PROBLEMA CURTO A>
No texto sobre exclusão digital, quantos encartes do Manual de Etiqueta Sustentável foram produzidos e distribuídos com as revistas da editora?

----- TEXTO FORNECIDO -----

Exclusão e contracultura
Se por um lado a internet possibilitou experiências sociais baseadas em valores da sustentabilidade, por outro, nasceu para ser um novo indicador da desigualdade no mundo. No artigo “Access denied – marginalização na era da informação”, o sociólogo Christian German afirma que “a quinta parte mais pobre dos Information Poor conta com meros 0,2% das conexões à internet, enquanto a quinta parte mais rica dos Information Rich chega a abocanhar mais de 93%. No máximo, 3% da população mundial dispõe atualmente de uma conexão à internet”.
No Brasil, apenas 17% da população possuiconexão domiciliar e 59% jamais utilizaram a rede. Matthew Shirts, curador do projeto Planeta Sustentável, da Editora Abril, exemplifica bem a relatividade do alcance da internet no País. O projeto lançou, primeiramente no portal de mesmo nome, o Manual de Etiqueta Sustentável, um guia com 50 dicas para a responsabilidade socioambiental cotidiana. “Mas foi só quando produzimos 2,5 milhões de encartes e distribuímos junto com as revistas da editora que percebemos uma resposta realmente poderosa por parte do público”, diz Shirts.
Para Alice Gismonti, coordenadora da Rede Jovem, projeto de inclusão digital da ONG Comunitas, a lógica é perversa: “Quem não tem acesso a esse instrumento é justamente quem mais precisa das oportunidades difundidas na web. Informação no Brasil é TV aberta, a que todo mundo tem acesso, mas mantém as pessoas limitadas a um ponto de vista que é quase uma ditadura”.
É importante perceber, entretanto, que a exclusão digital não se limita à questão do acesso à pluralidade de informações, mas também impõe a marginalidade de produção e vivência culturais. É o que o mundo acadêmico passou a chamar de “cibercultura”. Depois de montada a estrutura das relações estabelecidas em rede, criam-se linguagens, signos, fenômenos e normas próprias do meio virtual.

----- DADOS DA TAREFA -----

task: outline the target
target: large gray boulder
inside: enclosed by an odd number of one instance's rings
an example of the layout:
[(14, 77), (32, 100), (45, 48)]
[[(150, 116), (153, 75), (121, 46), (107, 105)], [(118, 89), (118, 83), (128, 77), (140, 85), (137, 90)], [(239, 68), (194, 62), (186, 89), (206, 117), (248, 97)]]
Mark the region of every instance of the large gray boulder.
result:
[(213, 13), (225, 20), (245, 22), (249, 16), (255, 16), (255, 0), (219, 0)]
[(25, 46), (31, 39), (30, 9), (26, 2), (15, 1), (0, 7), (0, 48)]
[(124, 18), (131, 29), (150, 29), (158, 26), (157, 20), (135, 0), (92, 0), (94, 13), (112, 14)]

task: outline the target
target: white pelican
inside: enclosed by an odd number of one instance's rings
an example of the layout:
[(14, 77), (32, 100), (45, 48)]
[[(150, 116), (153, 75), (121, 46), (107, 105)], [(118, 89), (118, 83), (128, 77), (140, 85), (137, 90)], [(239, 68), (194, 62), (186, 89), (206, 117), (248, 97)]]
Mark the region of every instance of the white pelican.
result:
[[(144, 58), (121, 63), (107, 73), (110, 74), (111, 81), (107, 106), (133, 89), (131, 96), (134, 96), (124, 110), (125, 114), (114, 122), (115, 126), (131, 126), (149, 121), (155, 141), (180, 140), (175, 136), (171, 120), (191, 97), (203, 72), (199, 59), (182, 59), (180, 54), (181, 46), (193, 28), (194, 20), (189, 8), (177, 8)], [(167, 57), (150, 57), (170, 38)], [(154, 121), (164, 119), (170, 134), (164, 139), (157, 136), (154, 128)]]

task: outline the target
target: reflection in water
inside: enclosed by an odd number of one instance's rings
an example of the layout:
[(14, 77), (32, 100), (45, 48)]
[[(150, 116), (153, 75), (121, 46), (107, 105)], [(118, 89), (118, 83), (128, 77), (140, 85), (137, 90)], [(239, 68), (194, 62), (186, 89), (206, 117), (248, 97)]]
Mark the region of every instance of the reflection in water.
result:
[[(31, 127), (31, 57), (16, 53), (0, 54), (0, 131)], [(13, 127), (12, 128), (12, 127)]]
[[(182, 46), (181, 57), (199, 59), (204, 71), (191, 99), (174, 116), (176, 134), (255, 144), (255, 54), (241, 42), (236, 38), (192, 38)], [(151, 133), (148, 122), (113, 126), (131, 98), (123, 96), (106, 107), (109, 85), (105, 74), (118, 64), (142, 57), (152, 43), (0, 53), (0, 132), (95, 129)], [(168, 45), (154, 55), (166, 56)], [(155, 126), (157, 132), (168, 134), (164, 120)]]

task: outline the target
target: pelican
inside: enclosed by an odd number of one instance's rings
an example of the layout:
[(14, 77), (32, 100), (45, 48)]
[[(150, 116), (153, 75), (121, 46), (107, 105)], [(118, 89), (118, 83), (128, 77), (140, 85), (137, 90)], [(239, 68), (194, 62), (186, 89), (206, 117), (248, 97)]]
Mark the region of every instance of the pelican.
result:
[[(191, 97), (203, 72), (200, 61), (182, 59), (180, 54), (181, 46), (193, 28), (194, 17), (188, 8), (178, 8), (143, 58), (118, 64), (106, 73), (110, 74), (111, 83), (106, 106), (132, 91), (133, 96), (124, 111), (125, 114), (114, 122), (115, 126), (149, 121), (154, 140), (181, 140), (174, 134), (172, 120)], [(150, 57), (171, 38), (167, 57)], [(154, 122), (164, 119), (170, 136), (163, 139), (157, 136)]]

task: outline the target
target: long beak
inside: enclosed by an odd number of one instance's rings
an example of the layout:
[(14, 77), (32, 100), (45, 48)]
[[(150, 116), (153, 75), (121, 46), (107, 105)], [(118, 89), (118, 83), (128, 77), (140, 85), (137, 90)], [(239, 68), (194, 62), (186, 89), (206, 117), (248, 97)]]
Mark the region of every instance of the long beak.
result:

-----

PROBLEMA CURTO B>
Reproduza, sem mudar nada, as linhas que vêm depois do texto, da primeira delas até a que contém "136), (154, 128)]]", com as duas incluídas.

RESULTADO DA TAREFA A>
2,5 milhões de encartes.

RESULTADO DA TAREFA B>
task: outline the target
target: large gray boulder
inside: enclosed by an odd number of one instance's rings
an example of the layout:
[(14, 77), (32, 100), (45, 48)]
[[(150, 116), (153, 75), (121, 46), (107, 105)], [(118, 89), (118, 83), (128, 77), (140, 85), (137, 90)], [(239, 68), (194, 62), (186, 89), (206, 117), (248, 97)]]
Mark the region of every instance of the large gray boulder.
result:
[(213, 13), (225, 20), (245, 22), (249, 16), (255, 16), (255, 0), (219, 0)]
[(25, 46), (31, 39), (30, 9), (26, 2), (15, 1), (0, 7), (0, 48)]
[(124, 18), (131, 29), (150, 29), (158, 26), (157, 20), (135, 0), (92, 0), (94, 13), (112, 14)]

task: outline the target
target: white pelican
inside: enclosed by an odd number of one instance's rings
an example of the layout:
[(14, 77), (32, 100), (45, 48)]
[[(150, 116), (153, 75), (121, 46), (107, 105)], [(118, 89), (118, 83), (128, 77), (140, 85), (137, 90)], [(239, 68), (194, 62), (186, 89), (206, 117), (248, 97)]]
Mark the region of every instance of the white pelican.
result:
[[(144, 58), (121, 63), (107, 73), (110, 74), (111, 81), (107, 106), (133, 89), (131, 96), (134, 96), (124, 110), (125, 114), (114, 122), (115, 126), (131, 126), (149, 121), (155, 141), (180, 140), (175, 136), (171, 120), (191, 97), (203, 72), (199, 59), (182, 59), (180, 54), (181, 46), (193, 28), (194, 20), (189, 8), (177, 8)], [(167, 57), (150, 57), (170, 38)], [(154, 121), (164, 119), (170, 134), (164, 139), (157, 136), (154, 128)]]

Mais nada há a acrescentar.